ASSIGNED TASK:
Each entry below must be written out exactly, with pictures left out.
═══ MATERIALS PROVIDED ═══
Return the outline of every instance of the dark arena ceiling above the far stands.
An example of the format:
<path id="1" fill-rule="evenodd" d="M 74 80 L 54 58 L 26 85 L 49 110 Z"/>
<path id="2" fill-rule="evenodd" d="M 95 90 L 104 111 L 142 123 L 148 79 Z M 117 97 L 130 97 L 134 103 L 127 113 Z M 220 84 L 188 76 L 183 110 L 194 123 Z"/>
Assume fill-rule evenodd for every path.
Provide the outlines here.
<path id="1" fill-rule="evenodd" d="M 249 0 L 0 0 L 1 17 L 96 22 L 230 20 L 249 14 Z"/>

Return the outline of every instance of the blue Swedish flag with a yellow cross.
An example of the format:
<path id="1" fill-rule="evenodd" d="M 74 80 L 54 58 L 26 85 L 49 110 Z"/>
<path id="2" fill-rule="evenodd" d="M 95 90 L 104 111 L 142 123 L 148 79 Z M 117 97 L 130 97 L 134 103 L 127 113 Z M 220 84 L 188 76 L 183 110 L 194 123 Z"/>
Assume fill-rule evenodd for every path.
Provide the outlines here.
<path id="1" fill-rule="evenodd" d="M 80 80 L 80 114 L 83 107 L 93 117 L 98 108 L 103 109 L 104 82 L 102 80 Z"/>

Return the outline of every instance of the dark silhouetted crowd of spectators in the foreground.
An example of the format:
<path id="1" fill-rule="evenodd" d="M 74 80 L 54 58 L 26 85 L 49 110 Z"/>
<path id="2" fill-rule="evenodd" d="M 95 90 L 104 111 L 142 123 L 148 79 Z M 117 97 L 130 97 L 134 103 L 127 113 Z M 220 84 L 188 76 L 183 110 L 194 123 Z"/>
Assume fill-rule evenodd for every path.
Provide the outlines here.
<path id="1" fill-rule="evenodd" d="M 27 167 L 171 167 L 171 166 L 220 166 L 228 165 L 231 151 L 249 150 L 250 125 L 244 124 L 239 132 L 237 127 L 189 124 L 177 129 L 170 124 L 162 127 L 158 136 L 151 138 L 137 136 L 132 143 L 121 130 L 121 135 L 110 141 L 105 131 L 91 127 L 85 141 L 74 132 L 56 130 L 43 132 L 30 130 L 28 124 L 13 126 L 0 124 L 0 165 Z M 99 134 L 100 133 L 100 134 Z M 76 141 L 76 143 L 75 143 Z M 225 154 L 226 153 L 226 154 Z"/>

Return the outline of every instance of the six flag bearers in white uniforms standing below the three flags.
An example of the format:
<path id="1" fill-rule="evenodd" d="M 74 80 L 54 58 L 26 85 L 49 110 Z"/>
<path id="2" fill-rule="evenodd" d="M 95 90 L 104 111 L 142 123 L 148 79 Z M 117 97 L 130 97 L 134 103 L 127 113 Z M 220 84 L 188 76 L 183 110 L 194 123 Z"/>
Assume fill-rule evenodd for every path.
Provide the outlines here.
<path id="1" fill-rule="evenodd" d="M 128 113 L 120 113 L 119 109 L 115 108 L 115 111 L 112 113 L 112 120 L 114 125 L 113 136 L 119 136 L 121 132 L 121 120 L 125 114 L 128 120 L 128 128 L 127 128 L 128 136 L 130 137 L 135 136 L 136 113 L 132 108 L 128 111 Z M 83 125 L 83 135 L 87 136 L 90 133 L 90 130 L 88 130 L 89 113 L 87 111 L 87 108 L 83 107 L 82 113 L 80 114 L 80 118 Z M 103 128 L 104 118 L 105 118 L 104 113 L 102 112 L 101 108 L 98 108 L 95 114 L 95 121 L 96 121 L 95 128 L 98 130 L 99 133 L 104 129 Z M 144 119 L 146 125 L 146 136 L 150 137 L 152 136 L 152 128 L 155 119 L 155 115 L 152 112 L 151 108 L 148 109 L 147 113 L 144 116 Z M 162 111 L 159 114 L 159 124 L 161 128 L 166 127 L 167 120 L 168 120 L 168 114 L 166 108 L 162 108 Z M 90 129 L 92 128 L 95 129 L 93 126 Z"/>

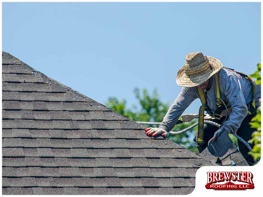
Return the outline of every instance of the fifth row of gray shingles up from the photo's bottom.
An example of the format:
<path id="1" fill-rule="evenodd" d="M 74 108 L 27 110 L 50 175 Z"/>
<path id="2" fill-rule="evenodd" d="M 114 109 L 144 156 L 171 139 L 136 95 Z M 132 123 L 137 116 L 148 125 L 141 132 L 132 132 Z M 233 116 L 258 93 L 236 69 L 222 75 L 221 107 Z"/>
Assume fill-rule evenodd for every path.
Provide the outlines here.
<path id="1" fill-rule="evenodd" d="M 29 142 L 30 144 L 30 142 Z M 56 143 L 55 143 L 56 144 Z M 62 144 L 63 140 L 62 140 Z M 61 145 L 63 146 L 63 145 Z M 181 150 L 181 152 L 179 151 Z M 188 153 L 186 149 L 61 149 L 61 148 L 3 148 L 3 156 L 42 156 L 42 157 L 156 157 L 156 158 L 202 158 Z"/>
═══
RESULT BELOW:
Return the outline of every instance of the dark arena ceiling above the far stands.
An example of the format:
<path id="1" fill-rule="evenodd" d="M 74 80 L 54 58 L 26 85 L 49 110 Z"/>
<path id="2" fill-rule="evenodd" d="M 95 90 L 104 111 L 142 123 L 148 79 Z M 117 97 L 130 97 L 134 103 L 127 113 Z M 220 84 L 188 76 L 183 110 L 194 123 Z"/>
Assume fill-rule evenodd for every path.
Provide the outlines here.
<path id="1" fill-rule="evenodd" d="M 249 0 L 0 0 L 1 17 L 96 22 L 230 20 L 249 14 Z"/>

Return the outline of every instance of the blue Swedish flag with a yellow cross.
An example of the format:
<path id="1" fill-rule="evenodd" d="M 74 80 L 54 58 L 26 85 L 49 110 Z"/>
<path id="2" fill-rule="evenodd" d="M 95 90 L 104 111 L 142 123 L 148 79 Z M 117 97 L 130 97 L 134 103 L 127 113 Z M 220 84 L 188 76 L 183 110 L 194 123 Z"/>
Assume fill-rule evenodd for every path.
Provide the outlines here.
<path id="1" fill-rule="evenodd" d="M 80 80 L 80 114 L 83 107 L 93 117 L 98 108 L 103 109 L 104 82 L 102 80 Z"/>

Return the outline of every instance of the dark silhouetted crowd of spectators in the foreground.
An example of the format:
<path id="1" fill-rule="evenodd" d="M 74 80 L 54 58 L 26 85 L 49 110 Z"/>
<path id="2" fill-rule="evenodd" d="M 95 90 L 104 111 L 142 123 L 148 79 Z M 117 97 L 130 97 L 134 103 L 127 113 Z M 220 84 L 188 76 L 183 110 L 194 123 Z"/>
Assume fill-rule evenodd for every path.
Provide the outlines here.
<path id="1" fill-rule="evenodd" d="M 27 167 L 171 167 L 171 166 L 220 166 L 228 165 L 231 151 L 249 150 L 250 125 L 244 124 L 239 132 L 237 127 L 189 124 L 177 129 L 170 124 L 162 127 L 158 136 L 151 138 L 137 136 L 132 143 L 121 130 L 121 135 L 110 141 L 105 131 L 91 127 L 85 141 L 74 132 L 56 130 L 43 132 L 30 130 L 28 124 L 13 126 L 0 124 L 0 165 Z M 99 134 L 100 133 L 100 134 Z M 76 141 L 76 143 L 75 143 Z M 225 154 L 226 153 L 226 154 Z"/>

Return the outline of every instance of the six flag bearers in white uniforms standing below the three flags.
An example of the format:
<path id="1" fill-rule="evenodd" d="M 74 80 L 54 58 L 26 85 L 49 110 Z"/>
<path id="2" fill-rule="evenodd" d="M 95 90 L 104 111 L 142 123 L 148 79 Z M 117 97 L 130 97 L 134 103 L 127 113 Z M 220 84 L 188 76 L 183 110 L 194 123 Z"/>
Assume fill-rule evenodd for every path.
Provide the outlines here.
<path id="1" fill-rule="evenodd" d="M 128 113 L 120 113 L 119 109 L 115 108 L 115 111 L 112 113 L 112 120 L 114 125 L 113 136 L 119 136 L 121 132 L 121 120 L 125 114 L 128 120 L 128 128 L 127 128 L 128 136 L 130 137 L 135 136 L 136 113 L 132 108 L 128 111 Z M 83 125 L 83 135 L 87 136 L 90 133 L 90 130 L 88 130 L 89 113 L 87 111 L 87 108 L 83 107 L 82 113 L 80 114 L 80 118 Z M 103 128 L 104 118 L 105 118 L 104 113 L 102 112 L 101 108 L 98 108 L 95 114 L 95 121 L 96 121 L 95 128 L 98 130 L 99 133 L 104 129 Z M 144 119 L 146 125 L 146 136 L 150 137 L 152 136 L 152 128 L 155 119 L 155 115 L 152 112 L 151 108 L 148 109 L 147 113 L 144 116 Z M 162 111 L 159 114 L 159 124 L 161 128 L 166 127 L 167 120 L 168 120 L 168 114 L 166 108 L 162 108 Z M 90 129 L 92 128 L 95 129 L 93 126 Z"/>

Return the outline of every instance of the fifth row of gray shingles up from the photo's bottom.
An example of the format:
<path id="1" fill-rule="evenodd" d="M 74 108 L 27 110 L 50 175 Z"/>
<path id="2" fill-rule="evenodd" d="M 114 109 L 144 156 L 171 139 L 136 95 Z M 132 123 L 137 116 L 148 125 L 141 132 L 132 132 Z M 233 116 L 258 93 L 236 69 L 222 75 L 221 107 Z"/>
Assume fill-rule evenodd for every path.
Provide the outlines here.
<path id="1" fill-rule="evenodd" d="M 29 142 L 30 144 L 30 142 Z M 56 143 L 55 143 L 56 144 Z M 62 144 L 63 140 L 62 140 Z M 61 145 L 63 146 L 63 145 Z M 181 150 L 181 152 L 179 151 Z M 188 153 L 186 149 L 61 149 L 61 148 L 3 148 L 3 156 L 42 156 L 42 157 L 156 157 L 156 158 L 202 158 Z"/>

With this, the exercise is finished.